• What to produce: What you produce should be every line from the data that includes "casing".

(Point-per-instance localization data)
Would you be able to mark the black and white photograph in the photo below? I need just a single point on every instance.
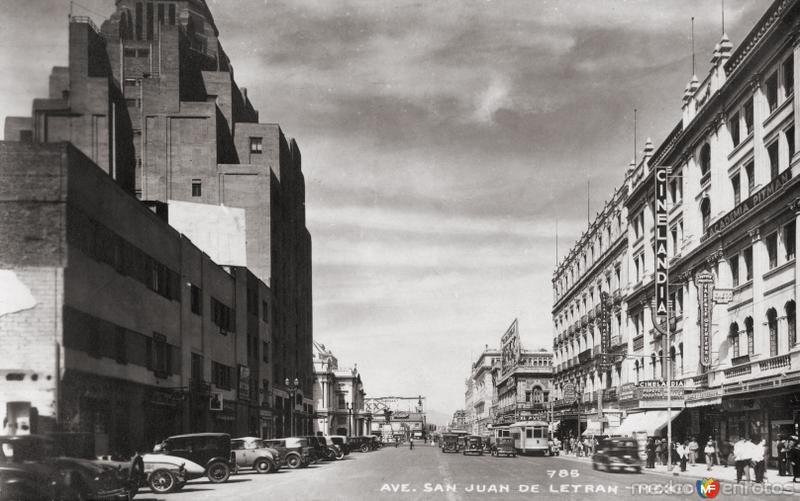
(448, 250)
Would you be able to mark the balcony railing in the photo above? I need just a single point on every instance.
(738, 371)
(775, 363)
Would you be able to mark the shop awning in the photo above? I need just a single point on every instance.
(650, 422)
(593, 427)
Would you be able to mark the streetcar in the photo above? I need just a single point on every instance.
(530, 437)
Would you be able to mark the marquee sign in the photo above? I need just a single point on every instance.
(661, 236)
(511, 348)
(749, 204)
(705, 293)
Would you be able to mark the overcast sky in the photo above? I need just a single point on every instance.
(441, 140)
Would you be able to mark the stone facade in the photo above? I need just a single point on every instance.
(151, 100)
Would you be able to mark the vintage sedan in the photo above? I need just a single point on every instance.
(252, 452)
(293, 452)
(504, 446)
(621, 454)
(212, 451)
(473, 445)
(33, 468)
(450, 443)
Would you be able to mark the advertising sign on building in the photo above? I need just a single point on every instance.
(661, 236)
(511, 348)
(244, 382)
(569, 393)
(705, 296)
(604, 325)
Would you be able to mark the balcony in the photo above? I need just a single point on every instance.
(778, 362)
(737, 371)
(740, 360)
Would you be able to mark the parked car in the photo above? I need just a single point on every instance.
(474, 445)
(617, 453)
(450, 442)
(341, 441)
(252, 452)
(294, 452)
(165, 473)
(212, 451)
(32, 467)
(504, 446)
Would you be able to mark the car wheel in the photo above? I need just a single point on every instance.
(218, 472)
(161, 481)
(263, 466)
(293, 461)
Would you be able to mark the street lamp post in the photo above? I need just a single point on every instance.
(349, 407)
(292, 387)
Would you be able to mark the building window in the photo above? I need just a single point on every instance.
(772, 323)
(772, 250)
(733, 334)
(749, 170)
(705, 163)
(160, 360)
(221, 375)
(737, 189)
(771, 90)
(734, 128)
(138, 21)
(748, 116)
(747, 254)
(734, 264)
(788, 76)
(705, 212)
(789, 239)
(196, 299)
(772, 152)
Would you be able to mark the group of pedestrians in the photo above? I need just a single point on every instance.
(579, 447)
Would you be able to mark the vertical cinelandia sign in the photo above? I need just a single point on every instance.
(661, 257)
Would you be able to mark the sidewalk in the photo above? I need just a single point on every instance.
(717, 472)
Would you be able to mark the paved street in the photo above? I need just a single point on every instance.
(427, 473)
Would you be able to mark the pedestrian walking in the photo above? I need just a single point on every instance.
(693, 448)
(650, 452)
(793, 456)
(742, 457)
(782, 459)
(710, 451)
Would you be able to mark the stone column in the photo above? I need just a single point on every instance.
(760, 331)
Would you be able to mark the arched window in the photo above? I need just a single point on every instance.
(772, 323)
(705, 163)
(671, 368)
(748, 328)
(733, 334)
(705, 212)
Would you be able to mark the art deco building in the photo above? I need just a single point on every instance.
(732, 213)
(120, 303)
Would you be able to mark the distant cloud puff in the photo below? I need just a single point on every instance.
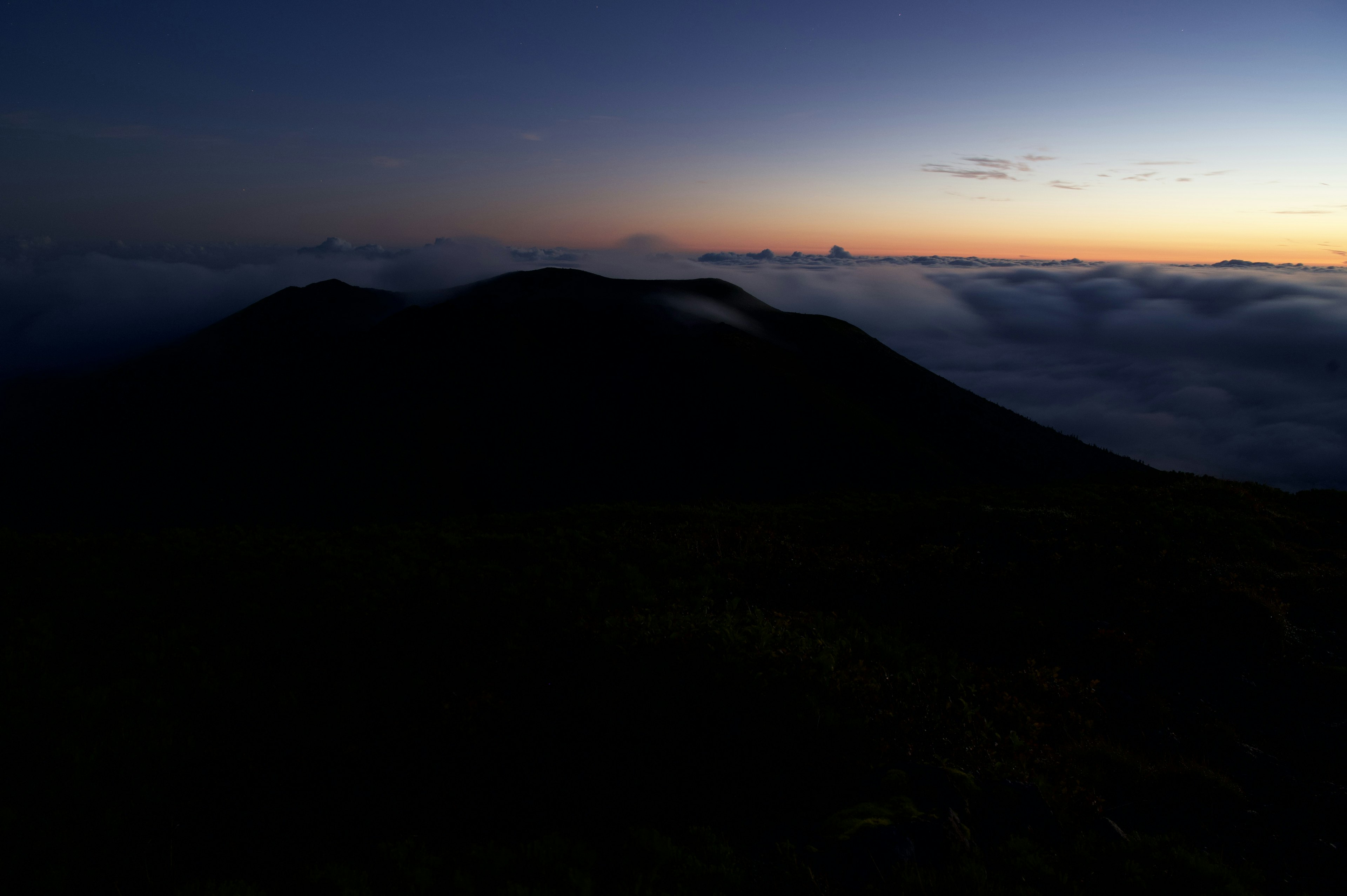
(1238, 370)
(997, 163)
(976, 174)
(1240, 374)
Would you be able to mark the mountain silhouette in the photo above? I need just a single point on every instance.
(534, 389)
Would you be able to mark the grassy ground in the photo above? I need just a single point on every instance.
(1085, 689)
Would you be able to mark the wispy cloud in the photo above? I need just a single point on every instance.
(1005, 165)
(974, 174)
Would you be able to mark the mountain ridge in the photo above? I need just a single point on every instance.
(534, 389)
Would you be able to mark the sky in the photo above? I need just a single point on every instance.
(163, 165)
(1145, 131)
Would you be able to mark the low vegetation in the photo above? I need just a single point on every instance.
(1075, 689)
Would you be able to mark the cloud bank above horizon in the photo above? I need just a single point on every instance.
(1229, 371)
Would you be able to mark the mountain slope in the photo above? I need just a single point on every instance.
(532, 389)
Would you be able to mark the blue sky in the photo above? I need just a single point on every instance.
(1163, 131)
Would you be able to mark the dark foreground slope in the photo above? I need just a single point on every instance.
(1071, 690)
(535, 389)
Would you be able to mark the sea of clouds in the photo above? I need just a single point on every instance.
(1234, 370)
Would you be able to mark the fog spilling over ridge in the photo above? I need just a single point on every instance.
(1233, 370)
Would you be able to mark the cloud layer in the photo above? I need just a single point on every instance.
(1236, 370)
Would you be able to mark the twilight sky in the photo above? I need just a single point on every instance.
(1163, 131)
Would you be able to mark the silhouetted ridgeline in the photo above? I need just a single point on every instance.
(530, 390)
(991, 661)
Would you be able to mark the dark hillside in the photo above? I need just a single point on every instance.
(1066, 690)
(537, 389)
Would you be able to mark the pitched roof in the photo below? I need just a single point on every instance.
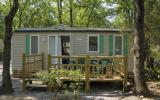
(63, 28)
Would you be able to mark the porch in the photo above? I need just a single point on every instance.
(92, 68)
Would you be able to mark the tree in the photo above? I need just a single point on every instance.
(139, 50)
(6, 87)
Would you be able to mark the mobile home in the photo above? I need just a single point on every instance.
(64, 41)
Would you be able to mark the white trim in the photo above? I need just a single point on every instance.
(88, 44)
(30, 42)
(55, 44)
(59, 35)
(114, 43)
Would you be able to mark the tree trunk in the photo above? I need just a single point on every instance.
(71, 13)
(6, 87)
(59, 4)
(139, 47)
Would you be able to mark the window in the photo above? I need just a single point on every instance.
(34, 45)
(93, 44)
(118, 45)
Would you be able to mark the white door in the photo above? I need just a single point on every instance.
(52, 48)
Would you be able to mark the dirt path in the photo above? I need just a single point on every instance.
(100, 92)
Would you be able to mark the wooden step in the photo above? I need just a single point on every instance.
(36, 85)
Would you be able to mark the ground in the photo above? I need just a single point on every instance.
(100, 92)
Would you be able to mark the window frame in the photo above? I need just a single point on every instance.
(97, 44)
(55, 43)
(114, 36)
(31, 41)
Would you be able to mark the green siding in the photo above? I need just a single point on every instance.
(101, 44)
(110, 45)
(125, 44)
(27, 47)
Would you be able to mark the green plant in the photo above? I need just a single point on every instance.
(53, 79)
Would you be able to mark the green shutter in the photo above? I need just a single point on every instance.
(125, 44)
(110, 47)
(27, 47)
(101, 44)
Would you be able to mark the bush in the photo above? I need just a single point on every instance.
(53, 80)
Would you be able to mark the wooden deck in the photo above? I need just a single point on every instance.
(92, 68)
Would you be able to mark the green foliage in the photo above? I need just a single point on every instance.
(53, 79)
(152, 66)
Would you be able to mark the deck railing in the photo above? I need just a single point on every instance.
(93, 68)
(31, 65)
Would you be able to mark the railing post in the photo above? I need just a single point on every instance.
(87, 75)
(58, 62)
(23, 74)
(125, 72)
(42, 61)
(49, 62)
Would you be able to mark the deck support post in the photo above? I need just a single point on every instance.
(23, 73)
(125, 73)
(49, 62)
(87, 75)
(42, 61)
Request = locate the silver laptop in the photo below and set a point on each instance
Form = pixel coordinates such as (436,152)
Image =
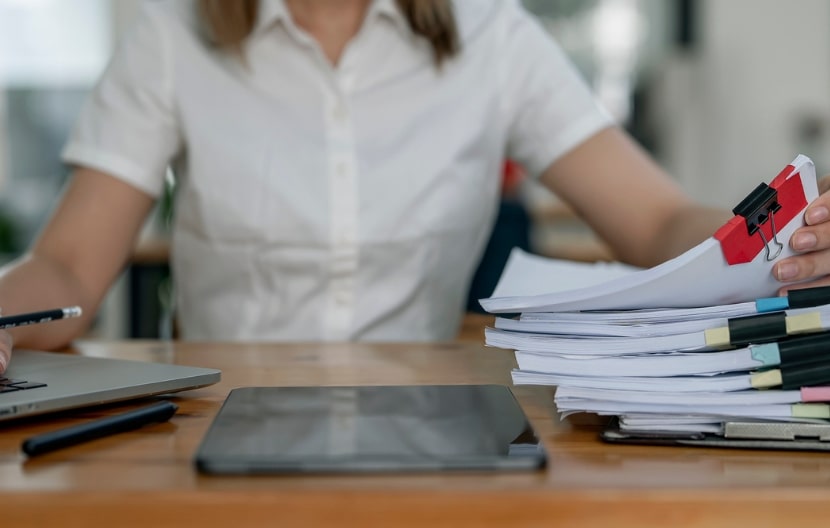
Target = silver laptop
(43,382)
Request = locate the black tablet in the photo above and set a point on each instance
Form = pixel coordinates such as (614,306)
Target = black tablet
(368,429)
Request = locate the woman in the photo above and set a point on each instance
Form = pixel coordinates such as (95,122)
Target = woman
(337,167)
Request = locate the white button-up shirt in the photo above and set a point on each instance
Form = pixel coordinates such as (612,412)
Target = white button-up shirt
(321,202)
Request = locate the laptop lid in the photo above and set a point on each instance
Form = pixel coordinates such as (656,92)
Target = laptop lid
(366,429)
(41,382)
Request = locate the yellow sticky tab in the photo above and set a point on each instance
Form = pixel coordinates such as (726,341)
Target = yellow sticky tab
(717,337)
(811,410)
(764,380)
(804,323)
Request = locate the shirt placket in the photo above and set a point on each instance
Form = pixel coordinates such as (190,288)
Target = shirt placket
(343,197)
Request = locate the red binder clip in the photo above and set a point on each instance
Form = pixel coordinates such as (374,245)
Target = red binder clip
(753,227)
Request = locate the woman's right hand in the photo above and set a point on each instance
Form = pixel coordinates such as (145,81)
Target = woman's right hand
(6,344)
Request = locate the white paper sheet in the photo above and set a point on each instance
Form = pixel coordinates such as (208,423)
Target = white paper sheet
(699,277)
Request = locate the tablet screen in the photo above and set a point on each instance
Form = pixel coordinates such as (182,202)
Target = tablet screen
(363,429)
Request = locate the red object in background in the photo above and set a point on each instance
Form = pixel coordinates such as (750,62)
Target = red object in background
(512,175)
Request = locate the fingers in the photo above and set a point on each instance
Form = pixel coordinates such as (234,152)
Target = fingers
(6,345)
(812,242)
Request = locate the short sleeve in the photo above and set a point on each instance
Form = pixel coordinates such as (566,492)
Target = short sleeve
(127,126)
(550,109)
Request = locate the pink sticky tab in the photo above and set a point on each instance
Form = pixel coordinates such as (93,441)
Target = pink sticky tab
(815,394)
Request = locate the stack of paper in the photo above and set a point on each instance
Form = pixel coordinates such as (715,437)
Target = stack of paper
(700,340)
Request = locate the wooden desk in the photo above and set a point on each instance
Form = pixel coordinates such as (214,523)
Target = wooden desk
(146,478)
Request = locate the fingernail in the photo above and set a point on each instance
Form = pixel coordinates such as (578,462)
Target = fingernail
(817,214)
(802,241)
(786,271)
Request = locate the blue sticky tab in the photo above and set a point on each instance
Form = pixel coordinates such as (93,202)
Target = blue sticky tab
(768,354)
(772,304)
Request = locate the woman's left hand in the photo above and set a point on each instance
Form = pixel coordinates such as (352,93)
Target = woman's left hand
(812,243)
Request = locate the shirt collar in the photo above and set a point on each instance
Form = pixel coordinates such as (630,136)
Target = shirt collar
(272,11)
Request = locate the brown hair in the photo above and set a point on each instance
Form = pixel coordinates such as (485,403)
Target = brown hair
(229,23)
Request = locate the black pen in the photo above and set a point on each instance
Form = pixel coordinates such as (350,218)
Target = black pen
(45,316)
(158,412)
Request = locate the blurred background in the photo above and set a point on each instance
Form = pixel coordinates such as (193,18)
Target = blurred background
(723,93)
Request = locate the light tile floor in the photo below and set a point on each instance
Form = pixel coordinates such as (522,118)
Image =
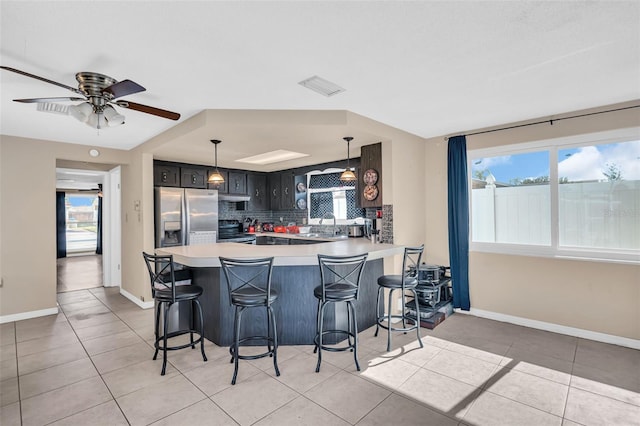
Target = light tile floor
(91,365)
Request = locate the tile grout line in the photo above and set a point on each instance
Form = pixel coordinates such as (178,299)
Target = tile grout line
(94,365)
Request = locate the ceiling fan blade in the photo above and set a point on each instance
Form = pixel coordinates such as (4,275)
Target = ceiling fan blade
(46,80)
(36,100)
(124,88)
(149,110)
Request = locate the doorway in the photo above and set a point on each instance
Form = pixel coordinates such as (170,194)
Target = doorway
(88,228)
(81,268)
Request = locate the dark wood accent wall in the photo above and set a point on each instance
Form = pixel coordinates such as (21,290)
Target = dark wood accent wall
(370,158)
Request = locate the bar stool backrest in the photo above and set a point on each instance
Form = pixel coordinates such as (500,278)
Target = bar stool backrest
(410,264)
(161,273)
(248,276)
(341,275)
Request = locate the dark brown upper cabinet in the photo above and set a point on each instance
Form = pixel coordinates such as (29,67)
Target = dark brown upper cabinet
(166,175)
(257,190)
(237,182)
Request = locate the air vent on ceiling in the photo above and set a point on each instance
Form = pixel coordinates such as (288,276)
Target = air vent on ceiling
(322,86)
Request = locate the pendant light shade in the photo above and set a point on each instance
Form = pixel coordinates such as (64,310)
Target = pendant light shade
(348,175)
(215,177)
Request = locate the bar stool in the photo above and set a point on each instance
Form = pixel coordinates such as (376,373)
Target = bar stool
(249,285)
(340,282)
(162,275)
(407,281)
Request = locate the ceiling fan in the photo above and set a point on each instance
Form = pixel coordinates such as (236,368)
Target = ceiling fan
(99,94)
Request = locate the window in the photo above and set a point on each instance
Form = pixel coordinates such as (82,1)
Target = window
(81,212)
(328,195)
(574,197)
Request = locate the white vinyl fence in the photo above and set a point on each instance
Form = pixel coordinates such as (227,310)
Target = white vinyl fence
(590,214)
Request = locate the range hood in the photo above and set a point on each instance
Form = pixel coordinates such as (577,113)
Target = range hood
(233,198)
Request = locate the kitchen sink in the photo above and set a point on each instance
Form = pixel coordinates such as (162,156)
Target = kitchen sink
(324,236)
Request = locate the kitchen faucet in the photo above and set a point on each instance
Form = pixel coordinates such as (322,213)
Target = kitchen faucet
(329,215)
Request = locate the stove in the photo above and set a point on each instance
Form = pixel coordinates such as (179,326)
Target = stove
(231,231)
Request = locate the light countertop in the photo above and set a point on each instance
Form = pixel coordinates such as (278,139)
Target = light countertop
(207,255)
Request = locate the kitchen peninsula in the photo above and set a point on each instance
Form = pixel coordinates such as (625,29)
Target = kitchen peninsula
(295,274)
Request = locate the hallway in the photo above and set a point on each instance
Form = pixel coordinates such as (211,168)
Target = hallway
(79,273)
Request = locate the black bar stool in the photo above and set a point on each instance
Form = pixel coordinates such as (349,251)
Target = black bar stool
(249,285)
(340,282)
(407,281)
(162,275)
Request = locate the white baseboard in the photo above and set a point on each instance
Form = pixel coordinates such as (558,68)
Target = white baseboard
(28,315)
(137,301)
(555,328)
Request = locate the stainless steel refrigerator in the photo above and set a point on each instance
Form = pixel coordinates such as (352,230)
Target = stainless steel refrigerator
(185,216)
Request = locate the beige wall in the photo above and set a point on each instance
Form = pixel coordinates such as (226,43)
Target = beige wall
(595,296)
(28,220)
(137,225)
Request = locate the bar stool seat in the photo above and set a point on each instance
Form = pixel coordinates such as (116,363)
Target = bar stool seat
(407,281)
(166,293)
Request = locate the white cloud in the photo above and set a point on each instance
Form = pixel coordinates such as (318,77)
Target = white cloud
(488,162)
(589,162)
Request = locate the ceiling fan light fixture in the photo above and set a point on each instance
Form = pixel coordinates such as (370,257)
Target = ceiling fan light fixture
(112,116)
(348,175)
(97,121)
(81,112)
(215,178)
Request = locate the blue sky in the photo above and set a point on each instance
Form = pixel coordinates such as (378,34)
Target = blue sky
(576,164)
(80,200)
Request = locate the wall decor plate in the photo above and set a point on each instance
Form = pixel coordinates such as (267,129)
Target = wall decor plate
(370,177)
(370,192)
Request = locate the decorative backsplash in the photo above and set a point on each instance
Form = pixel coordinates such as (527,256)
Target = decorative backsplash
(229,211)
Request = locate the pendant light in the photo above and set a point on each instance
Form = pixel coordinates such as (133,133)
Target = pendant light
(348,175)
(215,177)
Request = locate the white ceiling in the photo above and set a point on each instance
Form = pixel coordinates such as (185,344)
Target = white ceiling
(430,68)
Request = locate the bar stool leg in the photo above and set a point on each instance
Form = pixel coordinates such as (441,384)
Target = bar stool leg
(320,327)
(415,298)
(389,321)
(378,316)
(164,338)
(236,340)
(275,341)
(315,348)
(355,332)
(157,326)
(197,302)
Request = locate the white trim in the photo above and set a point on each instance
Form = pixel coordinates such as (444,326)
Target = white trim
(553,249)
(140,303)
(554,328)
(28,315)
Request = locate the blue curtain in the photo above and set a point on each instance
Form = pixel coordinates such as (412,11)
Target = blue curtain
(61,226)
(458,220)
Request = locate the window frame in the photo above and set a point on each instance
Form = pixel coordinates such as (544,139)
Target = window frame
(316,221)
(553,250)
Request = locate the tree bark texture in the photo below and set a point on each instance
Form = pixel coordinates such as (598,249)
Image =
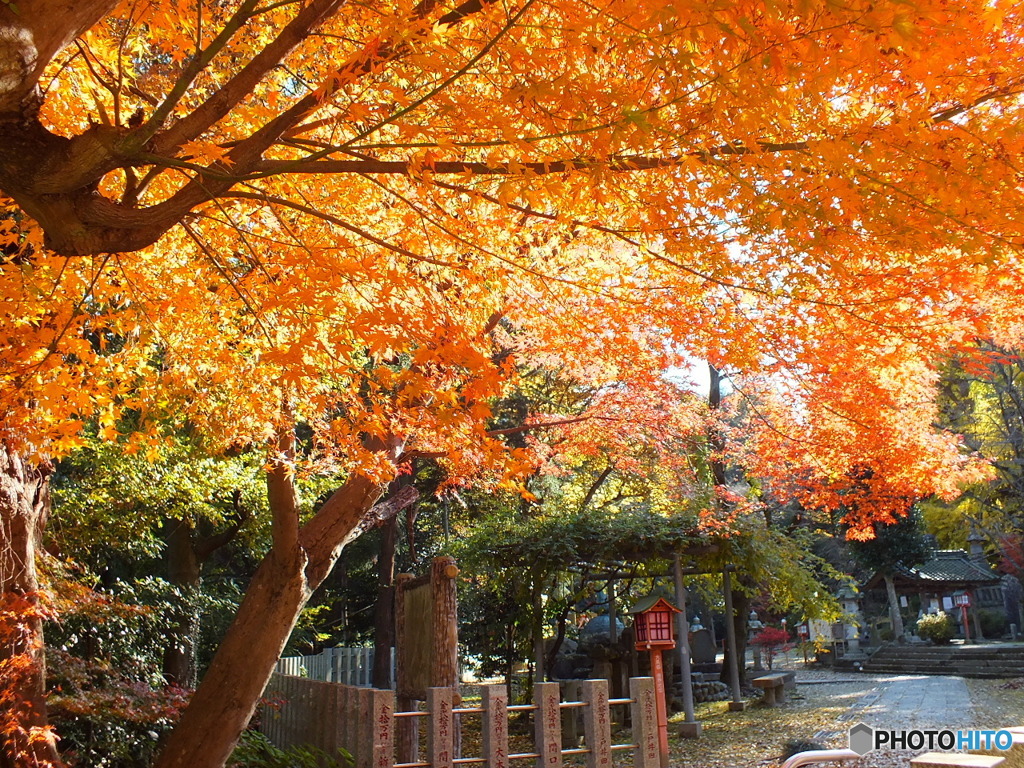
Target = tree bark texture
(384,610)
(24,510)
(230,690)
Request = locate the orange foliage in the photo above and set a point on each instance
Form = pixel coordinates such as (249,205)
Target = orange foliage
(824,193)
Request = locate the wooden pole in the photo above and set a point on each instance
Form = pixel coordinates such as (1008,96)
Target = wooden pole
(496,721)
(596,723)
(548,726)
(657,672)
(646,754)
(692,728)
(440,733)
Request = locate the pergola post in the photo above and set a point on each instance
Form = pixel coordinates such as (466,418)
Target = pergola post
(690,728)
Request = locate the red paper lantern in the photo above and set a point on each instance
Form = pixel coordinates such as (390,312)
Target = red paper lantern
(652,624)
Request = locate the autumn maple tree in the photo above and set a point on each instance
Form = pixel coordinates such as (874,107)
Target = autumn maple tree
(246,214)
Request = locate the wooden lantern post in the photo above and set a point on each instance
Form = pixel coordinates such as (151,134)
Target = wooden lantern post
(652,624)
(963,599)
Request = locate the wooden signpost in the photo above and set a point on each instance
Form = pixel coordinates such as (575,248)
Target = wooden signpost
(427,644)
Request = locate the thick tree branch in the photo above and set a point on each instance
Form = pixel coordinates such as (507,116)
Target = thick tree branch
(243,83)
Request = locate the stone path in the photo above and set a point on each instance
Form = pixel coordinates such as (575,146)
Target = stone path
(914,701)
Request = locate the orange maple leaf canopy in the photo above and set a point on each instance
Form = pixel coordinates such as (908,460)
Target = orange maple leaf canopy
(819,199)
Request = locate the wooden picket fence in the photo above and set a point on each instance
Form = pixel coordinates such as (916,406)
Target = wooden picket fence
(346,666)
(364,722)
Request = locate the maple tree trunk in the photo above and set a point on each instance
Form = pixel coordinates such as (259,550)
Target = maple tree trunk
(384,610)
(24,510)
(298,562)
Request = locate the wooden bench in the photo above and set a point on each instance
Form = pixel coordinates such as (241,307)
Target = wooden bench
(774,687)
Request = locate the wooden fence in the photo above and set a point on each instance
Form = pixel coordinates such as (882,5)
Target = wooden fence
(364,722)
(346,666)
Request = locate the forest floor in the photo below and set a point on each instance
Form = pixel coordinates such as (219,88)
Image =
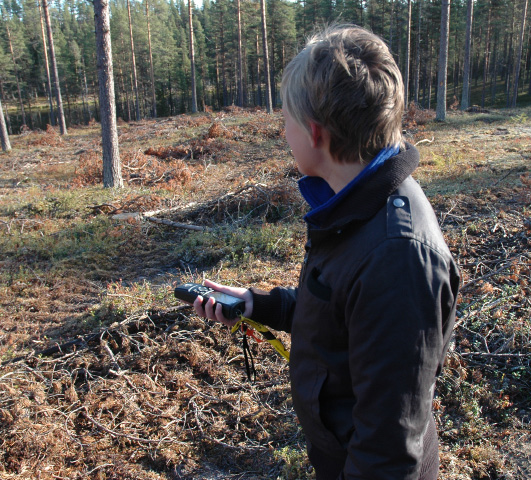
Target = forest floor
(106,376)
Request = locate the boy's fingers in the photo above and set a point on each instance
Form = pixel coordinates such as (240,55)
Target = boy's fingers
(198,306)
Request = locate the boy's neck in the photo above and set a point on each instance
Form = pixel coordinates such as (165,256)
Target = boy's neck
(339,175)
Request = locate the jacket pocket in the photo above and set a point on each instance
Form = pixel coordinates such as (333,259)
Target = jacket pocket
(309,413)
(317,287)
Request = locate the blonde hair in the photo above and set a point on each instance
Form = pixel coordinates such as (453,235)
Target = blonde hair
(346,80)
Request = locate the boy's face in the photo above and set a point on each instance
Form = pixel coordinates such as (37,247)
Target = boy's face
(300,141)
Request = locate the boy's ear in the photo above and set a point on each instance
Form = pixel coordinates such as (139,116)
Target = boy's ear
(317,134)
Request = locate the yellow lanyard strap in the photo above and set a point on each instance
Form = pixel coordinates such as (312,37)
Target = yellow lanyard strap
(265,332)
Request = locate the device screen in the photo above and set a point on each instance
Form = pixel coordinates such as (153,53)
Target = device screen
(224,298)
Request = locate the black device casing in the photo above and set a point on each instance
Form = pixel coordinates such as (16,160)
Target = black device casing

• Task answer:
Request = locate the black device casing in the photo above and set a point on each instance
Target = black device casing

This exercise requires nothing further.